### What is expected
Copy out the items below, replacing "single point" with "one point" and keeping everything else the same.
** BEGIN Record set **
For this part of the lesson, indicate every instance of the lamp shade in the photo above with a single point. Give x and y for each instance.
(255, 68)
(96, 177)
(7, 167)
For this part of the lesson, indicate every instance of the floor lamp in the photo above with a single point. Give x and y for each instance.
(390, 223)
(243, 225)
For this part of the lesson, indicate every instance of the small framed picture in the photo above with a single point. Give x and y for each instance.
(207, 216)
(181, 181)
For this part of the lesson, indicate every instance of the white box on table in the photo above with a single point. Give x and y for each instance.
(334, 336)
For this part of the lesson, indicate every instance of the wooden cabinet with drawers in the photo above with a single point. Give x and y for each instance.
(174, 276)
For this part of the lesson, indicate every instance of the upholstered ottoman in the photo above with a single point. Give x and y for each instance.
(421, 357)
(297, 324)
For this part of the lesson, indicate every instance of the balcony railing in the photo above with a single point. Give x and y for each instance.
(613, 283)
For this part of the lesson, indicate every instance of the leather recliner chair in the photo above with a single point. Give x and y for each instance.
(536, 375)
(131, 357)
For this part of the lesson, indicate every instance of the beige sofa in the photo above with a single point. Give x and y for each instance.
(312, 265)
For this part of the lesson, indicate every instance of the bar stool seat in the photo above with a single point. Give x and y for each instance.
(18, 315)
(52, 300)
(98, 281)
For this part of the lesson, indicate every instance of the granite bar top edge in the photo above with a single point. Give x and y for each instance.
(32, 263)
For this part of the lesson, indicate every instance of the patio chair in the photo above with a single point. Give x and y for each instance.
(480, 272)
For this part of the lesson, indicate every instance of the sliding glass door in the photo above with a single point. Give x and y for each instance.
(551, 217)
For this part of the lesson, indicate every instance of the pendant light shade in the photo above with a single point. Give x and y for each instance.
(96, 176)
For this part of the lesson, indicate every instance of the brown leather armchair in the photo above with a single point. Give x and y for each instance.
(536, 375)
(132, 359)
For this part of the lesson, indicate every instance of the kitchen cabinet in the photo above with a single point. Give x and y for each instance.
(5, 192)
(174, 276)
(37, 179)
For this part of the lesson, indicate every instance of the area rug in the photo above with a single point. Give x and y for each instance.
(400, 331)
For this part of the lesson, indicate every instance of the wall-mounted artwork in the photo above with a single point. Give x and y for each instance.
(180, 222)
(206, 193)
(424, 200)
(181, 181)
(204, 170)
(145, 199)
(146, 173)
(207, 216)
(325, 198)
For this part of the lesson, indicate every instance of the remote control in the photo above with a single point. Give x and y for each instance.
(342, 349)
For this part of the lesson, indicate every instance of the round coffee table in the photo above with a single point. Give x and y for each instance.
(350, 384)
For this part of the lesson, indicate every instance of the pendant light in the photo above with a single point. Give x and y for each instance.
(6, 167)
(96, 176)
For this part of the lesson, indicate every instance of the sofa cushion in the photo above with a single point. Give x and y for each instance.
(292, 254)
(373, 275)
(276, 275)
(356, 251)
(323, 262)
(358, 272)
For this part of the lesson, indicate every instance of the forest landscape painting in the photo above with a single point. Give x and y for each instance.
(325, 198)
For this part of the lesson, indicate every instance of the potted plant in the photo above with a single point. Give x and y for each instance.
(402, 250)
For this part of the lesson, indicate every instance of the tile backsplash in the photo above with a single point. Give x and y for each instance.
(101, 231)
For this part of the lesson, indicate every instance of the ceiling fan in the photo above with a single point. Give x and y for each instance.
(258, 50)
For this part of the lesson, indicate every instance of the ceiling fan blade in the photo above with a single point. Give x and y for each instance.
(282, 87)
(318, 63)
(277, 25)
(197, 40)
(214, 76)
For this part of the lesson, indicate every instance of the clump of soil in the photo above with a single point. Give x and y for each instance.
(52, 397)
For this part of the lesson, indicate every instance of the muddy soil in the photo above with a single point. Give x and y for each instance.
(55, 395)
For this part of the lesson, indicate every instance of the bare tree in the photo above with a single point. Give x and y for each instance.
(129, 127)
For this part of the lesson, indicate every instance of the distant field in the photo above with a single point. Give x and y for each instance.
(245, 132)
** END Record set **
### Answer to the task
For this part of the lesson, indicate every instance of the lamp shade in the photo above with a one point. Give x and y for each instance.
(255, 68)
(96, 177)
(7, 167)
For this part of the lesson, indicate every instance of the floor lamp in the photo above with a one point. Give x and y for each instance.
(390, 223)
(243, 225)
For this part of the lesson, indicate every instance of the small framed picture in the photo above with a one point. Give x and y for each instance.
(207, 216)
(181, 181)
For this part of the lesson, indicate every instance of the white box on table in the photo above with a one point. Give x and y for each instance.
(334, 336)
For this part of the lesson, indicate every instance of the wooden cabinet with drawers in the photo above with a one point. Give x and y for each instance.
(174, 276)
For this part of the lesson, indicate every instance of the upholstered ottoman in the photo above with a one point. Give x and y for each instance.
(421, 357)
(297, 324)
For this part of the lesson, indicate every instance of the balcony railing in the photo above with a one point. Give x and y for each instance.
(613, 283)
For this part of the lesson, indicate every instance of the leather recliner chair in the photo above with a one point. Give x and y for each instance.
(536, 375)
(131, 357)
For this part of the lesson, indicate every instance of the beige sofa in the photo above with a one point. Give x and y for each instance.
(312, 265)
For this part of the lesson, indicate every instance of the bar stool seat in the photo above with a one point. Give x and y for each instance.
(18, 315)
(52, 300)
(98, 281)
For this part of the lesson, indicate every instance of the granite bar top edge in the photo above with a one point. Give x and y for each instance.
(32, 263)
For this part of the lesson, indicate every instance of the patio chair in the photo above with a one point. Give x and y for each instance.
(480, 272)
For this part of the lesson, indicate every instance of the sliding glass door in the photo above with a one point. Give x and y for each instance.
(551, 217)
For this part of the lesson, indicate every instance of the pendant light shade in the photo above with a one point. Give x and y for each instance.
(96, 176)
For this part of the lesson, indicate every instance of the brown leather armchair in the photo above with a one point. Give x and y for each instance.
(536, 375)
(132, 359)
For this part of the lesson, indicate every instance of the kitchen cabinet in the photo above with a one point. Give x and y for each instance.
(5, 192)
(174, 276)
(37, 179)
For this part of the lesson, indicate every instance of the area rug in the photo above with a one point. Give x and y for each instance.
(400, 331)
For this part of the lesson, indicate every instance of the wall-mounted artwork in the photo above with a one point. Give x and y for each instance.
(180, 222)
(206, 193)
(424, 200)
(181, 181)
(204, 170)
(145, 199)
(146, 173)
(207, 216)
(325, 198)
For this part of the lesson, indicate every instance of the remote control in the photo above with a one point. Give x and y for each instance.
(342, 349)
For this part of the lesson, indicate every instance of the round coffee table in the photo above with a one point. Give x and y for each instance.
(350, 384)
For this part of the lesson, indicate every instance of the pendant light in the photo above with a one point. Give x and y for each instance.
(6, 167)
(96, 176)
For this part of the lesson, indicate every instance of the sofa cushion in the photo above with a one point. Give x and y for each instance.
(292, 254)
(373, 275)
(276, 275)
(356, 251)
(323, 262)
(358, 272)
For this part of the lesson, indicate every instance of the forest landscape painting in the photo above with a one point. Give x and y for each instance.
(325, 198)
For this part of the lesson, indicate every instance of the potted plant in the photo above with a one point. Give x and y for each instance.
(402, 250)
For this part of the lesson, indicate every instance of the tile backsplash in the photo above with a one point. Give x and y for each instance.
(101, 231)
For this part of the lesson, indicate every instance of the ceiling fan in the photo above with a one point. Give x and y for each instance.
(258, 50)
For this part of the lesson, indicate every instance of the ceiling fan blade in the photo above with a one point. Give x and y for each instance.
(282, 87)
(318, 63)
(277, 25)
(197, 40)
(214, 76)
For this part of the lesson, indicate every instance of the clump of soil in the photo above with a one point. Give x and y for each instance.
(52, 397)
For this part of the lesson, indicate every instance of the muddy soil in the photo above with a one point. Give x and y for each instance.
(55, 395)
For this part of the lesson, indicate every instance of the bare tree in the photo above with a one point. Give x and y for each instance.
(129, 127)
For this part of the lesson, indicate every instance of the distant field in the photo above with a one point. Give x and y for each instance.
(245, 132)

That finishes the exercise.